## Task brief
Quote exactly, and only, the lines from the one with "Can you see the hallway" through the end of the listing.

## Supplied entries
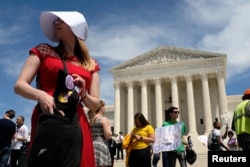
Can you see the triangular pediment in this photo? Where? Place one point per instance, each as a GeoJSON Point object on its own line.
{"type": "Point", "coordinates": [166, 55]}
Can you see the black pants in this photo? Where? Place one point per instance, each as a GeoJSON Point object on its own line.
{"type": "Point", "coordinates": [119, 150]}
{"type": "Point", "coordinates": [57, 143]}
{"type": "Point", "coordinates": [140, 158]}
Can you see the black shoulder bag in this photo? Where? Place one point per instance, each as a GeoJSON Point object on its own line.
{"type": "Point", "coordinates": [58, 138]}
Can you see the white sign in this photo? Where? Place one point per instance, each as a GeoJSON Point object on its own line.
{"type": "Point", "coordinates": [167, 138]}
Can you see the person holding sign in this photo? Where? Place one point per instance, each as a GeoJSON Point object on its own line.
{"type": "Point", "coordinates": [142, 135]}
{"type": "Point", "coordinates": [169, 157]}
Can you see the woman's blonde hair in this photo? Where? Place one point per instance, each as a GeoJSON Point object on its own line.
{"type": "Point", "coordinates": [82, 53]}
{"type": "Point", "coordinates": [84, 56]}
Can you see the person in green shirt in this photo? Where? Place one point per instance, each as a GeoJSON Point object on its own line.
{"type": "Point", "coordinates": [241, 121]}
{"type": "Point", "coordinates": [169, 157]}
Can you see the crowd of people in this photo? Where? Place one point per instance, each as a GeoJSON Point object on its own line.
{"type": "Point", "coordinates": [67, 79]}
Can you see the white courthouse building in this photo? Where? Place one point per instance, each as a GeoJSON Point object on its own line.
{"type": "Point", "coordinates": [192, 80]}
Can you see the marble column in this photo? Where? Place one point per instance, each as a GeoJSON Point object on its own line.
{"type": "Point", "coordinates": [174, 92]}
{"type": "Point", "coordinates": [206, 104]}
{"type": "Point", "coordinates": [158, 102]}
{"type": "Point", "coordinates": [222, 93]}
{"type": "Point", "coordinates": [130, 112]}
{"type": "Point", "coordinates": [117, 109]}
{"type": "Point", "coordinates": [144, 98]}
{"type": "Point", "coordinates": [190, 106]}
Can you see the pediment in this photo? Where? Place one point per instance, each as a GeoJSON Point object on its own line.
{"type": "Point", "coordinates": [166, 55]}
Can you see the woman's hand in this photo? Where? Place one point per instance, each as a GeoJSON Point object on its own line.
{"type": "Point", "coordinates": [47, 104]}
{"type": "Point", "coordinates": [80, 83]}
{"type": "Point", "coordinates": [135, 136]}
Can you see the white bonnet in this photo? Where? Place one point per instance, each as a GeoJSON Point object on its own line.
{"type": "Point", "coordinates": [74, 19]}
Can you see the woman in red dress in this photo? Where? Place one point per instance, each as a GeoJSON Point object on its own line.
{"type": "Point", "coordinates": [69, 29]}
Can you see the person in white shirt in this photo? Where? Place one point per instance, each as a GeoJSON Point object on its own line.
{"type": "Point", "coordinates": [218, 144]}
{"type": "Point", "coordinates": [20, 136]}
{"type": "Point", "coordinates": [119, 140]}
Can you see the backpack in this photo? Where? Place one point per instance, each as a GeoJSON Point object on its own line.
{"type": "Point", "coordinates": [112, 146]}
{"type": "Point", "coordinates": [209, 139]}
{"type": "Point", "coordinates": [212, 143]}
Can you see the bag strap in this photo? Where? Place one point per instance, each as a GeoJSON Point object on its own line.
{"type": "Point", "coordinates": [65, 69]}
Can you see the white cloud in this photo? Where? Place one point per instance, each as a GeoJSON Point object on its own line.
{"type": "Point", "coordinates": [232, 40]}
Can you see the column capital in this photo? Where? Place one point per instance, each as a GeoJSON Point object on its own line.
{"type": "Point", "coordinates": [117, 85]}
{"type": "Point", "coordinates": [173, 79]}
{"type": "Point", "coordinates": [203, 76]}
{"type": "Point", "coordinates": [129, 83]}
{"type": "Point", "coordinates": [220, 74]}
{"type": "Point", "coordinates": [143, 82]}
{"type": "Point", "coordinates": [157, 80]}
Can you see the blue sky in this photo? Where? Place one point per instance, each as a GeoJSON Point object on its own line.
{"type": "Point", "coordinates": [120, 30]}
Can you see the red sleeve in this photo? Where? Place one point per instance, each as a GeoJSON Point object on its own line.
{"type": "Point", "coordinates": [97, 67]}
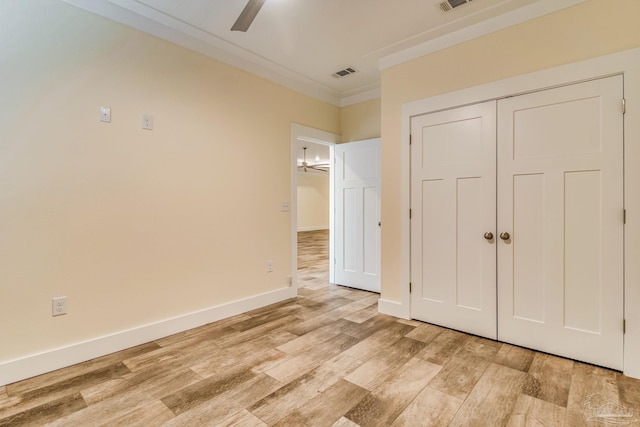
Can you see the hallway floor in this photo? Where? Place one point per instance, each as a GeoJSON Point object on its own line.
{"type": "Point", "coordinates": [324, 358]}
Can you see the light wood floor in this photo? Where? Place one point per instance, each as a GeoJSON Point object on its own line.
{"type": "Point", "coordinates": [324, 358]}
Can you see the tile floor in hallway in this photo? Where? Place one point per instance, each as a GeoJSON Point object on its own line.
{"type": "Point", "coordinates": [325, 358]}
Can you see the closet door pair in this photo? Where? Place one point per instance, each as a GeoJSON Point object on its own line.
{"type": "Point", "coordinates": [517, 220]}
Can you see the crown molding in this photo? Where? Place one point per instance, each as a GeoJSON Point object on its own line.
{"type": "Point", "coordinates": [491, 25]}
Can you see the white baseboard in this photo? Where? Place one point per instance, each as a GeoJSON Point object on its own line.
{"type": "Point", "coordinates": [37, 364]}
{"type": "Point", "coordinates": [393, 308]}
{"type": "Point", "coordinates": [317, 228]}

## Answer for the task
Can you see the hallway floor in this photo? Where? Place one point per instance, each as a GeoJSON Point object on its own line.
{"type": "Point", "coordinates": [324, 358]}
Can you see the light wood floor in this photo? Where? Place one point per instance, each as a GeoJSON Point object on its own line.
{"type": "Point", "coordinates": [324, 358]}
Can you see the tile floor in hallway in this photo? Where? Place one point per instance, each as a GeoJSON Point object on its own line.
{"type": "Point", "coordinates": [325, 358]}
Can you see the closet door pair in this photo? Where? Place one point per instance, each as a GeoJSON Point object on its own line.
{"type": "Point", "coordinates": [517, 220]}
Can you see the crown molding in this photo? Where? Place one point per instance, each as a GeoJSON Point object on its own line.
{"type": "Point", "coordinates": [491, 25]}
Can you see the white baseboard in this photo? Where? Place one point per instance, each as a GeoJSON Point object on its own line.
{"type": "Point", "coordinates": [37, 364]}
{"type": "Point", "coordinates": [393, 308]}
{"type": "Point", "coordinates": [317, 228]}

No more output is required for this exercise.